## MATERIAL FOR THE TASK
========
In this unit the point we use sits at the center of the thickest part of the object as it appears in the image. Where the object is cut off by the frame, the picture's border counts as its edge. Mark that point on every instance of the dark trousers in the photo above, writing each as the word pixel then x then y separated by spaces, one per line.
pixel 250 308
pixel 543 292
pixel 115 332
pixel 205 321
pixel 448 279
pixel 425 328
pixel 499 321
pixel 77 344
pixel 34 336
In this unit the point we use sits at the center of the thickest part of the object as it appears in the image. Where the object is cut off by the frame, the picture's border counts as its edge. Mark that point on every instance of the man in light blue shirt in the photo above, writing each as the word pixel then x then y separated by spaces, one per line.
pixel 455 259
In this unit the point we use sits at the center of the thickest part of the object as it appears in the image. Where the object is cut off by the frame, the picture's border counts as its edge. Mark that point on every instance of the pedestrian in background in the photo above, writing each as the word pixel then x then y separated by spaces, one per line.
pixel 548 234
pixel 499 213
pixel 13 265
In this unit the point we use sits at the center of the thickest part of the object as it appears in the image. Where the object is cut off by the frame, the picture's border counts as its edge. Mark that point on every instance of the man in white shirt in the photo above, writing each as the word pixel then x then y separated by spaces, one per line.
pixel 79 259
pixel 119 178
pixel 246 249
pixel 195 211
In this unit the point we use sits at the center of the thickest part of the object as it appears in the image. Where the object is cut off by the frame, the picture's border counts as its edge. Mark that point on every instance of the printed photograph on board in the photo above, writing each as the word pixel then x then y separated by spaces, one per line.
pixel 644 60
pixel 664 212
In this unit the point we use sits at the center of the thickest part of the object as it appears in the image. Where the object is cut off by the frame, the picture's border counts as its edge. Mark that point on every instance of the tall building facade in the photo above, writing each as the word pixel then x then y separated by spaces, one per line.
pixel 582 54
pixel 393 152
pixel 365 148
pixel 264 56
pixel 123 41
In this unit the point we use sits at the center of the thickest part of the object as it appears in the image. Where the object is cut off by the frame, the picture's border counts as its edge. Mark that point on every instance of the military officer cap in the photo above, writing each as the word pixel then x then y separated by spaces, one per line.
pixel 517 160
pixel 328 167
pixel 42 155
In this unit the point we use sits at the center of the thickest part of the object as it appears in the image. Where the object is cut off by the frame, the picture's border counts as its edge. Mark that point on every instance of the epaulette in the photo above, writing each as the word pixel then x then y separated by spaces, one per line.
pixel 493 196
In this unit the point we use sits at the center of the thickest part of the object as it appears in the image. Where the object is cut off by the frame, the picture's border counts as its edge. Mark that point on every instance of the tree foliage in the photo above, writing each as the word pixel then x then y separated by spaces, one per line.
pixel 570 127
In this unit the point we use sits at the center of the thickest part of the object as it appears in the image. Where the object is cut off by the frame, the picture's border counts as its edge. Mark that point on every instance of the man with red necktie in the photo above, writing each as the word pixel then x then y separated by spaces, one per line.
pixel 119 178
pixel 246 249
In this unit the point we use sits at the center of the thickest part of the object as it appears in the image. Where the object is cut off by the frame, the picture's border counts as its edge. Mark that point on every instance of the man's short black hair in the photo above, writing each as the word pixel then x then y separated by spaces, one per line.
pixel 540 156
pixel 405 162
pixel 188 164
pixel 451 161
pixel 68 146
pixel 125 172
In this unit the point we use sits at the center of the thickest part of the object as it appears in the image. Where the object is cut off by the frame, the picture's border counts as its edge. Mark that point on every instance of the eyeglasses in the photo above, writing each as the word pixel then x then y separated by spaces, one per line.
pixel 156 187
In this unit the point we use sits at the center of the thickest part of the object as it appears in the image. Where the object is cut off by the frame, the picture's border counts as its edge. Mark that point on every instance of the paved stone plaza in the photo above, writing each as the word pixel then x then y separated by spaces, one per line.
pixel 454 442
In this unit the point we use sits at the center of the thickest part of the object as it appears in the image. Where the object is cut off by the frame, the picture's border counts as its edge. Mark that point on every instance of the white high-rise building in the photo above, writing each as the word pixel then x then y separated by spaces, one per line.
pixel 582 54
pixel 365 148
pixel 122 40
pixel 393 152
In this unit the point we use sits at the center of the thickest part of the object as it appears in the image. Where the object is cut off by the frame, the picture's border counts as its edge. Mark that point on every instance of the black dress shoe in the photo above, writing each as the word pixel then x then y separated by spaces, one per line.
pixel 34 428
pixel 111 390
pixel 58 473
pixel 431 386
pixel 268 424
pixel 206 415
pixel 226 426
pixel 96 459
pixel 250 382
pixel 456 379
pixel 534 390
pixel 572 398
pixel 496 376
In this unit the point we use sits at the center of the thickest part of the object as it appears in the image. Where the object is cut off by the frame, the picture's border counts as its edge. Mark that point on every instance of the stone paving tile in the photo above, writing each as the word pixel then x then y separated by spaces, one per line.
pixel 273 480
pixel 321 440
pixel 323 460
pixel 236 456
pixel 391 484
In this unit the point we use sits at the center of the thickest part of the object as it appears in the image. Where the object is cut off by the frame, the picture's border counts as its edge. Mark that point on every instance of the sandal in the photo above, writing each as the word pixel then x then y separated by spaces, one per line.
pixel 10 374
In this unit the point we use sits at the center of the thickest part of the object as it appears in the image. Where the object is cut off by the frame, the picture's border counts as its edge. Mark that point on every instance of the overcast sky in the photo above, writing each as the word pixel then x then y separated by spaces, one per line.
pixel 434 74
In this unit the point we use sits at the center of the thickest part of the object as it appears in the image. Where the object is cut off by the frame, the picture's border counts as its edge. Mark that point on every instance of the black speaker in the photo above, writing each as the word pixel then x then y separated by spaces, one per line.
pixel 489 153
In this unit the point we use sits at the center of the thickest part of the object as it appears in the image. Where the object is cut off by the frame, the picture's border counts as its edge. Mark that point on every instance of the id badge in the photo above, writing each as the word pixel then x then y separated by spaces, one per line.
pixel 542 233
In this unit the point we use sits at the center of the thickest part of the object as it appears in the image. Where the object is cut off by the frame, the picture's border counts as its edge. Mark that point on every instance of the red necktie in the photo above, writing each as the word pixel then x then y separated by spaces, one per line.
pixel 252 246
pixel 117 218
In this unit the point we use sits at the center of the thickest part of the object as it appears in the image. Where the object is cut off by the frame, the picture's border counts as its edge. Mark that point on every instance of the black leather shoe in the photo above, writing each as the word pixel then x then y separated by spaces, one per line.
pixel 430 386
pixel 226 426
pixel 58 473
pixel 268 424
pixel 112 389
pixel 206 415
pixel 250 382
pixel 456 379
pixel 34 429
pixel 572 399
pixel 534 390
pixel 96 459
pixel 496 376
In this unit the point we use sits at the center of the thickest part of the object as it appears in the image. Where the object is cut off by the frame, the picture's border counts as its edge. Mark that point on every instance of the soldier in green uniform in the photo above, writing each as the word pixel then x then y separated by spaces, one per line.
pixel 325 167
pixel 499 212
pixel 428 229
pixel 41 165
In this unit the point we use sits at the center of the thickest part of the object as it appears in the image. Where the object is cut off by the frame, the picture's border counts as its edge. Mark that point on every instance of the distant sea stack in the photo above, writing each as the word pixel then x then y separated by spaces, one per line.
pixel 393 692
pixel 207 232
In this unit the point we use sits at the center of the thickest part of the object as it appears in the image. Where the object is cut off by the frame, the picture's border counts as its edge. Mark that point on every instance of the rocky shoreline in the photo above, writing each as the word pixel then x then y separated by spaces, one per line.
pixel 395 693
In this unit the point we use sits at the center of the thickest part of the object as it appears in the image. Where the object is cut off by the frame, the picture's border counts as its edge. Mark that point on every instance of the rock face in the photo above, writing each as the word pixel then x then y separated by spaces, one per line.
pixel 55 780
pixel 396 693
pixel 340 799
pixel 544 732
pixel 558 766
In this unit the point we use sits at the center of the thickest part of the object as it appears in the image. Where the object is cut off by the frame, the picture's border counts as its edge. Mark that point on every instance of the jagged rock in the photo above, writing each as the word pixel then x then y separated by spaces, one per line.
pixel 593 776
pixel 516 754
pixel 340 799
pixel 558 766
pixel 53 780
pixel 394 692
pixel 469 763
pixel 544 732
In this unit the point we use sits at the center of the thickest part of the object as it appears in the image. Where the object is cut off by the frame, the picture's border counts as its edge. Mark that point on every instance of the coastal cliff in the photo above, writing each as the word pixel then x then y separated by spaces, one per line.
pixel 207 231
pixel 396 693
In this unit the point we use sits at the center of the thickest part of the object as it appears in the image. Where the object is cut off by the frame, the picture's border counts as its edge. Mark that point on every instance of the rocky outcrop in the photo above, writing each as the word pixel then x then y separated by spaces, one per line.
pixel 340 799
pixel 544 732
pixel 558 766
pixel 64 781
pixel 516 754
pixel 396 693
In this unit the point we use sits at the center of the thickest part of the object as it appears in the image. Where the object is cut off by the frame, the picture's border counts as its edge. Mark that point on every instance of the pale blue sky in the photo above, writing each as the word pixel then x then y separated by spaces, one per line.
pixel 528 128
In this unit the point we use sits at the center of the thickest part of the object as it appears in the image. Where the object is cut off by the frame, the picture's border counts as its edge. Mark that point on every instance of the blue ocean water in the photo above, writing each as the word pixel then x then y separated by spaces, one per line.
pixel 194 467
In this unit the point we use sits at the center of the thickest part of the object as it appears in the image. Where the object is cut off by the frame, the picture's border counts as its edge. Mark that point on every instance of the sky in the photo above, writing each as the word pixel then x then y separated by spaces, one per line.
========
## GOAL OF THE EXERCISE
Exact retyping is needed for the line with "of the blue" and for each line after it through the end of the listing above; no other lines belong.

## OUTPUT FOR THIS TASK
In this unit the point we use sits at the center of the thickest part of the object as it appears in the image. Where the object is cut off by the frame, the picture's border counts as its edge. Mark that point on every instance of the blue ocean water in the photo above, writing each as the word pixel then x then y separated by spaces, one per line.
pixel 194 467
In this unit the point we use sits at the center of the thickest part of the object as it appears in the image. Where the object is cut off by the frame, the picture's border counts as its edge. Mark that point on every instance of the sky in the photo above, writing each as the word pixel then x then y separated by spaces, one per line.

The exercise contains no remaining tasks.